=== SUPPLIED PASSAGE ===

Wes Anderson has become a master of the fetching teaser poster.

Poster and Trailer Drop for Wes Anderson’s The Grand Budapest HotelAssuming he’s one filmmaker who’s heavily involved with the marketing of his movies, Wes Anderson has become a master of the fetching teaser poster, using mysteriously detailed, illustrative one-sheets that only hint at what the given film is about. Recently, the posters for his films fall somewhere in between those that peddle attractive casts and director-as-brand, and those that merely tease a brand itself. Anderson is so unfailingly unique and exciting a filmmaker that he has become his own draw, but he doesn’t seem to rely on that, nor do his marquee names seem to be scrawled across his ads just to sell his pictures. They’re doing that, of course, but given that Anderson has come to work with recurring players in a kind of company, the cast list reads more as a celebration of an ensemble, particularly when the biggest name in the lineup is Bill Murray. And how glorious it is to gaze upon a poster that is pushing nothing recognizable, no known faces or logos, but simply something curious, handsome, and new.

=== INSTRUCTIONS TO FOLLOW ===
Copy out the full passage about Wes Anderson's teaser posters word for word, with nothing left out or changed.

=== DATA SHOWN ===

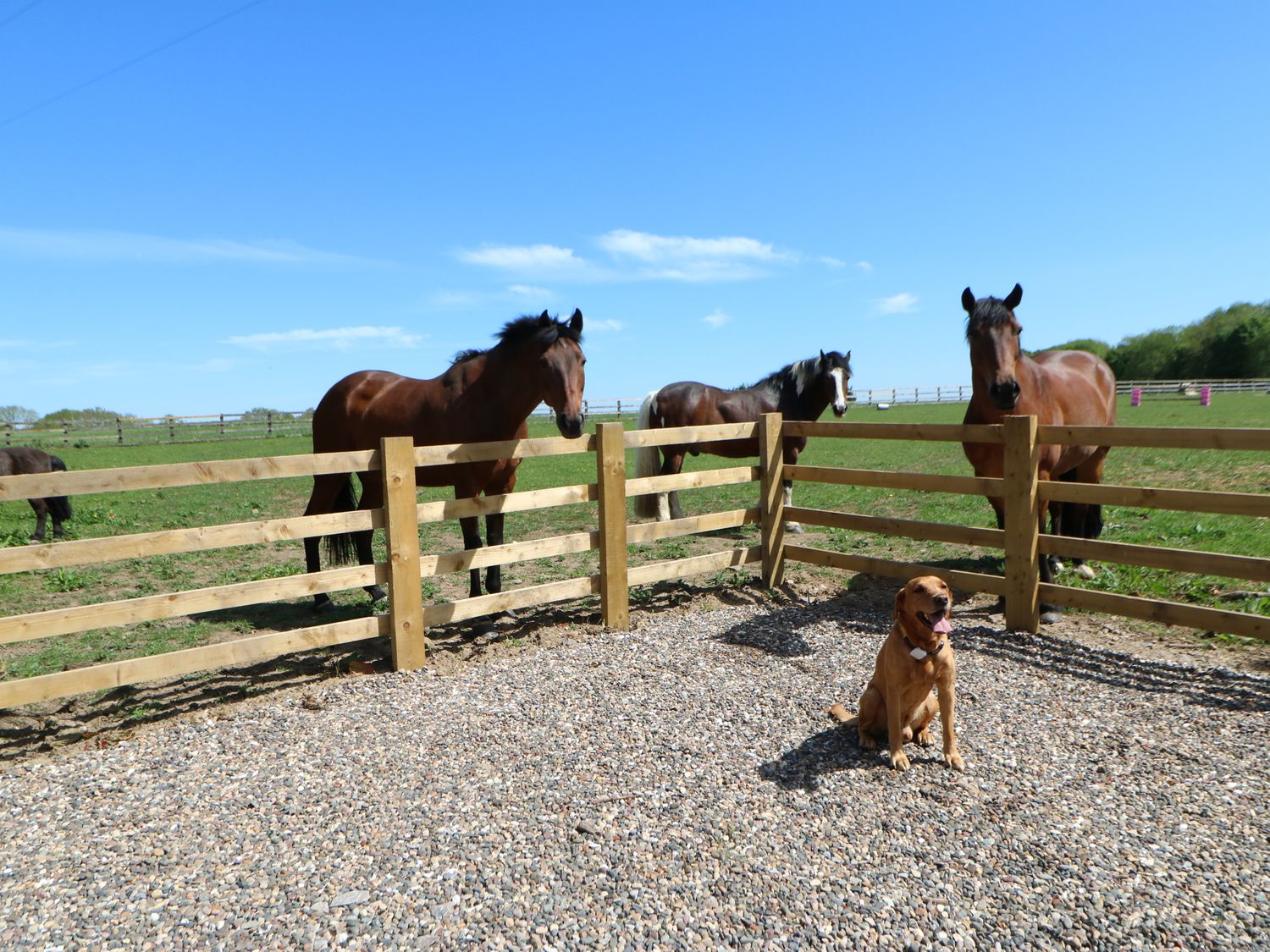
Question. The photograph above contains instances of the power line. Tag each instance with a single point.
(122, 66)
(18, 13)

=== OUTPUT FOR THIS EXERCISE ===
Wes Anderson has become a master of the fetching teaser poster.

Poster and Trailer Drop for Wes Anderson’s The Grand Budapest HotelAssuming he’s one filmmaker who’s heavily involved with the marketing of his movies, Wes Anderson has become a master of the fetching teaser poster, using mysteriously detailed, illustrative one-sheets that only hint at what the given film is about. Recently, the posters for his films fall somewhere in between those that peddle attractive casts and director-as-brand, and those that merely tease a brand itself. Anderson is so unfailingly unique and exciting a filmmaker that he has become his own draw, but he doesn’t seem to rely on that, nor do his marquee names seem to be scrawled across his ads just to sell his pictures. They’re doing that, of course, but given that Anderson has come to work with recurring players in a kind of company, the cast list reads more as a celebration of an ensemble, particularly when the biggest name in the lineup is Bill Murray. And how glorious it is to gaze upon a poster that is pushing nothing recognizable, no known faces or logos, but simply something curious, handsome, and new.